### Set exercise
Please rewrite the records, starting with the line containing "Detect flower vase." and going on through the end of the records, with "orange juice" swapped for "apple juice". Leave everything else unchanged.
====== Listed records
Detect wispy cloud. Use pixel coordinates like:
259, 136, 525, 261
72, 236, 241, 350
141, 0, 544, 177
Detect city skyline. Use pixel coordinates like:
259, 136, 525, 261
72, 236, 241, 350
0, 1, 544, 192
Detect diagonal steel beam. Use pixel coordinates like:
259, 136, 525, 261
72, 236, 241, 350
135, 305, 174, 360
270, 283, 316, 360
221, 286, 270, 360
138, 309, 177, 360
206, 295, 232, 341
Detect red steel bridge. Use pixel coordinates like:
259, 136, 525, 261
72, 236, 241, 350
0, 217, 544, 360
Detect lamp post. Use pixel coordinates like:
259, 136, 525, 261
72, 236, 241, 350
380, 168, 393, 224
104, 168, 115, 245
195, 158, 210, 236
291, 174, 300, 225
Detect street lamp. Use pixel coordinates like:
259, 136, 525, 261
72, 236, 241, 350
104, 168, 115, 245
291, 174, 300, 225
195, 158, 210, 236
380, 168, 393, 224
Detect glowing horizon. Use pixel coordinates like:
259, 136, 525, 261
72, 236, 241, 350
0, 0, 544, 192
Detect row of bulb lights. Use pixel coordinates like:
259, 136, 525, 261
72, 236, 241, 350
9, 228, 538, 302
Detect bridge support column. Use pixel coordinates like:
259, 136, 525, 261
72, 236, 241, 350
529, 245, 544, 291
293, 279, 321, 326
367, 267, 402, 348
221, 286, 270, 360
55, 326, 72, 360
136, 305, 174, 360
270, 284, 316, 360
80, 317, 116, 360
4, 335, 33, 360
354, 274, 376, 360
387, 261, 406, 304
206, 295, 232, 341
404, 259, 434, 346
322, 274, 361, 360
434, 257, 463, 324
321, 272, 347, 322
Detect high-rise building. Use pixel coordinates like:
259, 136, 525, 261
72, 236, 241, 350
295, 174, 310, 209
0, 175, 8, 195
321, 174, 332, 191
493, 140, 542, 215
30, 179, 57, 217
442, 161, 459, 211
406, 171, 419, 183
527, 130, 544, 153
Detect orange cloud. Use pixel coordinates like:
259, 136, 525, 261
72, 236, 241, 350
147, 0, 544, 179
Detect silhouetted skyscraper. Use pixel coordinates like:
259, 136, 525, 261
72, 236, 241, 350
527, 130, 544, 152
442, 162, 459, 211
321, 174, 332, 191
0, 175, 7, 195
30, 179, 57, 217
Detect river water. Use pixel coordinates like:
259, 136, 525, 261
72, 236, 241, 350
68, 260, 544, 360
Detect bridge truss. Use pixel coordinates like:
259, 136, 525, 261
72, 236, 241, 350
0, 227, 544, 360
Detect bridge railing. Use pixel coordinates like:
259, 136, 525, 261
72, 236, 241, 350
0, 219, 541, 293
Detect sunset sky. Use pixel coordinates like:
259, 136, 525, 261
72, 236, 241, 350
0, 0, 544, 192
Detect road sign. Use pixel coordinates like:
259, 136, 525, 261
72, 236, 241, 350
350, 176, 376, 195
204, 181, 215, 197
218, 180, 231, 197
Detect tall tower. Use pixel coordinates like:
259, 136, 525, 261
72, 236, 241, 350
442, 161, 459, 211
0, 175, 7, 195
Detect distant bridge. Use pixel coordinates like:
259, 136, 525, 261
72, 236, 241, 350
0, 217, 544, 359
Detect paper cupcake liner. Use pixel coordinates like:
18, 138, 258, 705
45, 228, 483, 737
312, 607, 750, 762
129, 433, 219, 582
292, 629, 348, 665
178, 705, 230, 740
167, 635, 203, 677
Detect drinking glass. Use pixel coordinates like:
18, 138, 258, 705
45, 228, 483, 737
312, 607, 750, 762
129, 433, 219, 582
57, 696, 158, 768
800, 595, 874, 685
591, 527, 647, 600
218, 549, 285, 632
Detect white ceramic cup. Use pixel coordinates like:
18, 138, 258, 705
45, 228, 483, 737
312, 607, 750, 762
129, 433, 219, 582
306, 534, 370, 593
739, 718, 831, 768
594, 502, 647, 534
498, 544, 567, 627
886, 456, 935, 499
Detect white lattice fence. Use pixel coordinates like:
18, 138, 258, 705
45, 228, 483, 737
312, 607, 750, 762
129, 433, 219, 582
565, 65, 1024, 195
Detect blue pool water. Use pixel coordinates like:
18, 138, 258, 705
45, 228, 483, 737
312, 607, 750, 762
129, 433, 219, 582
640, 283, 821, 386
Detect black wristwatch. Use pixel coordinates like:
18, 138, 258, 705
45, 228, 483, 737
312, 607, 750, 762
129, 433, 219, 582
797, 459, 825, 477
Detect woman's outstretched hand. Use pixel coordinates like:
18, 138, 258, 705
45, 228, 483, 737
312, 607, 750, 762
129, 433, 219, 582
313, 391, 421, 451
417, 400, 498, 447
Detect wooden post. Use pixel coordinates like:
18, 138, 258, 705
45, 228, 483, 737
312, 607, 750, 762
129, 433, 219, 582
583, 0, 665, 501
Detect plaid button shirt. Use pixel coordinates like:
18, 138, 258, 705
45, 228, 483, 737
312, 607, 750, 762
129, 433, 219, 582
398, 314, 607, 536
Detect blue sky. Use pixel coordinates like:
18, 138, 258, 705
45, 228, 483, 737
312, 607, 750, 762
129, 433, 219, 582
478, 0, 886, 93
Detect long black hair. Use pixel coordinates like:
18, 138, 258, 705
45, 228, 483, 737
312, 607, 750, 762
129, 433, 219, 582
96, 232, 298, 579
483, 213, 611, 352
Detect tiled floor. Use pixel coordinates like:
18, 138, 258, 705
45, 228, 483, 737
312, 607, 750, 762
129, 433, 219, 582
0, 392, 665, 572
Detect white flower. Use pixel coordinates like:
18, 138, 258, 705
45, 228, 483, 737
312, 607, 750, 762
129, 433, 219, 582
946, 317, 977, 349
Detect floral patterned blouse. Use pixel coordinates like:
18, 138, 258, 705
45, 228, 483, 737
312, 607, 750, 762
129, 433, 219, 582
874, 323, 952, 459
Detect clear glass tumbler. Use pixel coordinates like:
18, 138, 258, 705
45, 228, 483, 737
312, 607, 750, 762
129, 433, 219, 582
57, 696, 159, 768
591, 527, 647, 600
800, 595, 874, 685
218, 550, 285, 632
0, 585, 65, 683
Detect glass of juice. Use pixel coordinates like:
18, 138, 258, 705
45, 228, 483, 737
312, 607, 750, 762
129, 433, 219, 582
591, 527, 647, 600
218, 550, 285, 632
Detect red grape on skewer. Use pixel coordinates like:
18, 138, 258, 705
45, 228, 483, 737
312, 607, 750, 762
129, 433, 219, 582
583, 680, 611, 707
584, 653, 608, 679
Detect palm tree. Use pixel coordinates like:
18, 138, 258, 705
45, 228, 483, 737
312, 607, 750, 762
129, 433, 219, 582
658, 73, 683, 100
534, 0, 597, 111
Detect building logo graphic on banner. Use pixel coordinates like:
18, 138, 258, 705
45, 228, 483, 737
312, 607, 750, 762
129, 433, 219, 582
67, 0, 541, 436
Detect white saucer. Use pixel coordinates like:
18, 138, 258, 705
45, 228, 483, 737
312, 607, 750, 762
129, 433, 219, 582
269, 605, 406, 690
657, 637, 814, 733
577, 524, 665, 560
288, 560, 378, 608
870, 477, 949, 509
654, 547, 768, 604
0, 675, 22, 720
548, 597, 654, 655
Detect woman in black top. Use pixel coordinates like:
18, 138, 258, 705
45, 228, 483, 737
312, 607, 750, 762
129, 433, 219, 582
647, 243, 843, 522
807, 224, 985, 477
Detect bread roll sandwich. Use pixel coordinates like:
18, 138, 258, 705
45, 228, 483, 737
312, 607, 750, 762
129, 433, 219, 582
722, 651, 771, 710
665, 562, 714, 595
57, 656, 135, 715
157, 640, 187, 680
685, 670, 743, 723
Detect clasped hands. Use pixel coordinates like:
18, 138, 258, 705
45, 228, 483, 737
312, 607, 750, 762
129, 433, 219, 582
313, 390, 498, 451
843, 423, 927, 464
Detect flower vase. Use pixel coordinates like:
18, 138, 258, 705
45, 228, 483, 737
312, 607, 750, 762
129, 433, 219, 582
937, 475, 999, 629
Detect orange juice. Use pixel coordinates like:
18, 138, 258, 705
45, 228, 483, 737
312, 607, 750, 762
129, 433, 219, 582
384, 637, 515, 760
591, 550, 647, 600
============
### Right answer
Detect flower vase. Use pixel coordinates like:
18, 138, 258, 705
45, 228, 483, 737
312, 607, 750, 762
129, 433, 219, 582
937, 475, 999, 629
Detect apple juice. Use pixel coordinates like:
18, 138, 258, 705
45, 228, 483, 737
312, 607, 750, 762
129, 433, 219, 582
384, 637, 515, 760
591, 550, 647, 600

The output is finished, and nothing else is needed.